■ **WRITTEN REQUEST**: Copy the records below, changing every "wooden" to "bamboo" and keeping all other text the same.
-- START GIVEN ENTRIES --
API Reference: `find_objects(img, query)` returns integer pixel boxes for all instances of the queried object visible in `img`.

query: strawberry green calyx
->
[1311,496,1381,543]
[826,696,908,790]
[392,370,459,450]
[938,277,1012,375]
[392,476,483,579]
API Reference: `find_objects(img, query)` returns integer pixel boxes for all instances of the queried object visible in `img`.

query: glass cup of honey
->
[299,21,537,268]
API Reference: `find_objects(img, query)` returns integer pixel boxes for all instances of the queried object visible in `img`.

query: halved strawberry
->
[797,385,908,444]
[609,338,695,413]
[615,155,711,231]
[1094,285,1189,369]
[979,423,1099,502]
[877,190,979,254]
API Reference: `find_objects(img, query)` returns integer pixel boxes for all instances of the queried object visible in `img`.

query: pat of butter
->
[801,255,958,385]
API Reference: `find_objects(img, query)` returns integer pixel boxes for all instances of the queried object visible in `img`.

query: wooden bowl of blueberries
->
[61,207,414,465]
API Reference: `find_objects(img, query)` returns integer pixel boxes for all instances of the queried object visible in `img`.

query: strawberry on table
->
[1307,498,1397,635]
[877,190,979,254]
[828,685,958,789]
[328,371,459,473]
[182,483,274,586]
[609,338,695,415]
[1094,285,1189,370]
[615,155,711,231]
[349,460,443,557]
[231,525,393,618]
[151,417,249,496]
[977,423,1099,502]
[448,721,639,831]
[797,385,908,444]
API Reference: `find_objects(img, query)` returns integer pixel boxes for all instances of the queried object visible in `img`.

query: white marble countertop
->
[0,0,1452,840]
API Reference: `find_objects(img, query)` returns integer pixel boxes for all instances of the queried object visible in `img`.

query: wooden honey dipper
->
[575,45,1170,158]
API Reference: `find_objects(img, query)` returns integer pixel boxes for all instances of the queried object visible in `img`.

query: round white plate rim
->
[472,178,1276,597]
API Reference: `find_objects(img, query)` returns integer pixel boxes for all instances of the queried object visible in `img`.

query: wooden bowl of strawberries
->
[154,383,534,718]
-- END GIVEN ENTRIES --
■ **OUTPUT FOR THIS TASK**:
API Reference: `find_objects(img, query)` returns integer pixel boxes for all instances of the queried object visible in `img`.

query: strawberry green calyx
->
[1311,496,1381,543]
[826,696,908,790]
[392,370,459,450]
[938,277,1012,375]
[392,476,483,579]
API Reference: `find_objects(img, query)` returns integer pixel boxes for all instances of the queried object visible in `img`.

query: glass cup of honey
->
[299,21,537,268]
API Reference: `find_objects(img, query)` returns integer pixel boxes for all instances of the queried object visible in `img`.

query: halved strawberry
->
[797,385,908,444]
[609,338,695,413]
[615,155,711,231]
[1094,285,1189,369]
[979,423,1099,502]
[877,190,979,254]
API Reference: `find_objects(img, query)` returns integer pixel boxes for all instances of the queried object visible in `img`.

query: pat of butter
->
[801,255,958,385]
API Reference: `find_objects(img, query)` returns integer pixel boxes for all instances of the queried object visible in `img`.

query: bamboo bowl of blueberries
->
[61,207,414,465]
API Reference: `find_objects(img, query)` returns integer pixel boxes for all instances of the queried object visible in `img`.

query: strawberry on table
->
[1307,498,1397,635]
[877,190,979,254]
[828,685,958,789]
[328,371,459,473]
[182,483,274,586]
[609,338,695,415]
[1094,285,1189,370]
[615,155,711,231]
[349,460,443,557]
[231,525,393,618]
[151,417,249,496]
[977,423,1099,502]
[448,721,639,831]
[797,385,908,444]
API Reference: `find_objects(img, query)` returns integer pixel boxes for all instances of the queried object visible in `img`.

query: white marble countertop
->
[0,0,1452,840]
API Reference: `find_objects(img, query)` returns integer pixel boxes for all instances of the queried object visible in `img`.

query: bamboo honey dipper
->
[575,45,1170,158]
API Reference: `find_objects(img, query)` returns integer pixel boxes for all instances of the queried object visible in `img`.

query: round white plate rim
->
[472,178,1276,597]
API Reference: `find_objects(img, query)` returns integer pixel boxes for all instances of the queried object visible in `img`.

query: bamboo bowl of strawberries
->
[154,383,534,718]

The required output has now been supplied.